--- Given data Enclosed Below ---

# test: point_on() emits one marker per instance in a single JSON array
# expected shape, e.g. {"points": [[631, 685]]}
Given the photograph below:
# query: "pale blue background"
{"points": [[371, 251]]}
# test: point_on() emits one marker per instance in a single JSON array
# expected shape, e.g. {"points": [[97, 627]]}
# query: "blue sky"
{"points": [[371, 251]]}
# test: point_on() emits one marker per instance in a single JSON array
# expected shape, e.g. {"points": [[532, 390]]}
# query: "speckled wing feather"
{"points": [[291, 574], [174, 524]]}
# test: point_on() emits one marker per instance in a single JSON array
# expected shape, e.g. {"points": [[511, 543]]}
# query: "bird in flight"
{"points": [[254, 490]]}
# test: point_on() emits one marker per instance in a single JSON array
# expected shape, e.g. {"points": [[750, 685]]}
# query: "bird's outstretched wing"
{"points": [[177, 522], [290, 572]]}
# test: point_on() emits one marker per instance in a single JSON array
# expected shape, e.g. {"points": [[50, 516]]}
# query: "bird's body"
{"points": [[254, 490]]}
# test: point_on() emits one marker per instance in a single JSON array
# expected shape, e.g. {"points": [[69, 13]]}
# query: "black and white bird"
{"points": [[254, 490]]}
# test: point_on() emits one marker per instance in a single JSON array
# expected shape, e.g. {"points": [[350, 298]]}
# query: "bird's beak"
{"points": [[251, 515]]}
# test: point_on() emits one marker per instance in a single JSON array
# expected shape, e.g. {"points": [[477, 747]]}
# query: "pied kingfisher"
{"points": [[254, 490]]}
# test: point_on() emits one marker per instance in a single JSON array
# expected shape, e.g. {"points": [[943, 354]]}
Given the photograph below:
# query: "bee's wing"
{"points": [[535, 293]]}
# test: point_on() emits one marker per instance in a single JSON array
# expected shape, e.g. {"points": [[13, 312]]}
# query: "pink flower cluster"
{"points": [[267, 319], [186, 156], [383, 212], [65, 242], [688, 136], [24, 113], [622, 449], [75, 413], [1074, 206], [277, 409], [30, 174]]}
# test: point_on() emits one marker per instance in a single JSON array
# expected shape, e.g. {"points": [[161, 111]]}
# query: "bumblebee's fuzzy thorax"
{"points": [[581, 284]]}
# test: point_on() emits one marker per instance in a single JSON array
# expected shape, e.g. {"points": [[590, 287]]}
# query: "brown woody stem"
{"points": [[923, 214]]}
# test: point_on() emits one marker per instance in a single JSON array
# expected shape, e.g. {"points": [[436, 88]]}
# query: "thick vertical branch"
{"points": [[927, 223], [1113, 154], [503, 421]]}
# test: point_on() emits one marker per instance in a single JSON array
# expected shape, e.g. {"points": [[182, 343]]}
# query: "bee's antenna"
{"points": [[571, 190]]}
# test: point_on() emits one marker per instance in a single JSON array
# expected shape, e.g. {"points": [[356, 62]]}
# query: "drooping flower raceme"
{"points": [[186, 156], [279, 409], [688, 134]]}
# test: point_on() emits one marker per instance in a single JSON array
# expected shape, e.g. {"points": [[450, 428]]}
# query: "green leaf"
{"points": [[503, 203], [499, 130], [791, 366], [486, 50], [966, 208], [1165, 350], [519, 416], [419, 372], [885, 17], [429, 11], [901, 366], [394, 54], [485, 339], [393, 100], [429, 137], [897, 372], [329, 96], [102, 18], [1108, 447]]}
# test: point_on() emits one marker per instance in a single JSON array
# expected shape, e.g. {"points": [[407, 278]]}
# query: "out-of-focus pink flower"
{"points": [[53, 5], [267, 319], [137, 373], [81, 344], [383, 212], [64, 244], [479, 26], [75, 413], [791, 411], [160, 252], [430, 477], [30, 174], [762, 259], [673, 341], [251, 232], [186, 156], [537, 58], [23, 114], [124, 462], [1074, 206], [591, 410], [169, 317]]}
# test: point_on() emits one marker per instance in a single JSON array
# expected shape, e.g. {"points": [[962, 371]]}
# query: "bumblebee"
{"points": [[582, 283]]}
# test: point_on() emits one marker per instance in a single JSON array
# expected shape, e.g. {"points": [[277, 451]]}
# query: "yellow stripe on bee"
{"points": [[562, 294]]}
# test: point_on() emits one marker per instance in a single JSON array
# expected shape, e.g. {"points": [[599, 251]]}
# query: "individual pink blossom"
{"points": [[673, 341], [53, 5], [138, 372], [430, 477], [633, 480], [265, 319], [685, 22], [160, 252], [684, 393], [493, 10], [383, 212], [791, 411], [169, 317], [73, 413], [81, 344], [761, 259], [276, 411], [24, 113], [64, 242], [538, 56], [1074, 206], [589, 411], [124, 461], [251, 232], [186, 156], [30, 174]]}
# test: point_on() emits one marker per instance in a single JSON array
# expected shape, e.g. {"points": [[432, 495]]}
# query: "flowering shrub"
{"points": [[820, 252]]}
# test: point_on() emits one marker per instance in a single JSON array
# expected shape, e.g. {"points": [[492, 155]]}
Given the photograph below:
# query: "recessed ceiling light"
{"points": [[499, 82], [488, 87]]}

--- End of Enclosed Given data ---

▶ [What this task involves]
The answer must be an exact reproduction of all the records.

▶ [Result of the task]
# test: point_on() emits one marker per instance in a single JSON array
# expected shape, e.g. {"points": [[631, 685]]}
Given the photograph below:
# query: "pale blue background"
{"points": [[371, 251]]}
# test: point_on() emits one marker per instance in a single JSON array
# expected shape, e.g. {"points": [[97, 627]]}
# query: "blue sky"
{"points": [[371, 251]]}
# test: point_on() emits one marker per instance in a single JSON array
# expected shape, e.g. {"points": [[532, 390]]}
# query: "speckled wing feather"
{"points": [[291, 574], [174, 524]]}
# test: point_on() emits one marker per instance in a single JSON array
# expected shape, e.g. {"points": [[511, 543]]}
# query: "bird in flight"
{"points": [[254, 490]]}
# test: point_on() emits one marker per instance in a single JSON array
# expected shape, e.g. {"points": [[750, 685]]}
# query: "bird's outstretched wing"
{"points": [[177, 522], [290, 572]]}
# test: point_on() emits one marker per instance in a single JSON array
# expected shape, e.g. {"points": [[50, 516]]}
# query: "bird's body"
{"points": [[254, 490]]}
# test: point_on() emits one marker per instance in a single JSON array
# expected shape, e.g. {"points": [[69, 13]]}
# query: "black and white bird"
{"points": [[254, 490]]}
# test: point_on() emits one marker per instance in a single JSON array
# expected shape, e.g. {"points": [[350, 298]]}
# query: "bird's beak"
{"points": [[251, 515]]}
# test: point_on() emits one marker per instance in a single JSON array
# expected shape, e.g. {"points": [[477, 747]]}
# query: "pied kingfisher"
{"points": [[254, 490]]}
# test: point_on() emits one marker per instance in a single JSON array
# expected shape, e.g. {"points": [[943, 354]]}
Given the photograph below:
# query: "bee's wing"
{"points": [[535, 293]]}
# test: point_on() emits one marker per instance in a single JSON array
# expected shape, e.g. {"points": [[13, 312]]}
# query: "pink flower cluster"
{"points": [[267, 319], [186, 156], [383, 212], [65, 242], [688, 136], [24, 113], [622, 449], [75, 413], [1074, 206], [277, 409], [30, 174]]}
# test: point_on() emits one marker per instance in a single JSON array
# expected shape, e.g. {"points": [[161, 111]]}
# query: "bumblebee's fuzzy thorax"
{"points": [[581, 284]]}
# test: point_on() emits one marker per instance in a single JSON array
# expected shape, e.g. {"points": [[590, 287]]}
# query: "brown woody stem"
{"points": [[923, 214]]}
# test: point_on() emits one marker per instance in a single JSON array
# expected shape, e.g. {"points": [[436, 88]]}
# query: "thick vertical branch"
{"points": [[927, 223], [1113, 154], [503, 421]]}
# test: point_on() emits one marker per instance in a single JSON array
# expected shape, e.g. {"points": [[182, 343]]}
# query: "bee's antenna"
{"points": [[571, 190]]}
# test: point_on() emits one marker per instance in a single JSON array
# expected shape, e.g. {"points": [[356, 62]]}
# query: "drooping flower raceme"
{"points": [[186, 156], [279, 409], [688, 134]]}
# test: point_on() emits one marker per instance in a single JSON array
# expected shape, e.g. {"points": [[450, 428]]}
# query: "green leaf"
{"points": [[503, 203], [499, 130], [791, 366], [486, 50], [966, 208], [1165, 350], [519, 416], [419, 372], [885, 17], [429, 11], [901, 366], [394, 54], [485, 339], [393, 100], [429, 137], [897, 372], [329, 96], [102, 18], [1108, 447]]}
# test: point_on() emits one marker per instance in a single JSON array
# expected shape, e.g. {"points": [[407, 278]]}
# query: "out-of-focus pink flower"
{"points": [[53, 5], [267, 319], [137, 373], [81, 344], [383, 212], [64, 244], [479, 26], [75, 413], [791, 411], [160, 252], [430, 477], [30, 174], [762, 259], [673, 341], [251, 232], [186, 156], [537, 58], [23, 114], [124, 462], [1074, 206], [591, 410], [169, 317]]}
# test: point_on() emits one marker per instance in a single JSON array
# expected shape, e.g. {"points": [[962, 371]]}
# query: "bumblebee"
{"points": [[582, 283]]}
# test: point_on() emits one marker per instance in a single JSON array
# expected shape, e.g. {"points": [[277, 451]]}
# query: "yellow stripe on bee"
{"points": [[562, 294]]}
# test: point_on() emits one marker per instance in a single JSON array
# expected shape, e.g. {"points": [[599, 251]]}
# query: "individual pink blossom"
{"points": [[673, 341], [53, 5], [138, 372], [430, 477], [633, 480], [265, 319], [685, 22], [160, 252], [684, 393], [493, 10], [383, 212], [791, 411], [169, 317], [73, 413], [81, 344], [761, 259], [276, 411], [24, 113], [64, 242], [538, 56], [1074, 206], [589, 411], [124, 461], [251, 232], [186, 156], [30, 174]]}
# test: point_on() emits one marker per instance in a single JSON array
# expected shape, e.g. {"points": [[432, 495]]}
# query: "flowering shrub"
{"points": [[820, 252]]}
# test: point_on() emits one marker per instance in a single JSON array
# expected shape, e.g. {"points": [[492, 155]]}
Given the photograph below:
# query: "recessed ceiling light"
{"points": [[499, 82], [488, 87]]}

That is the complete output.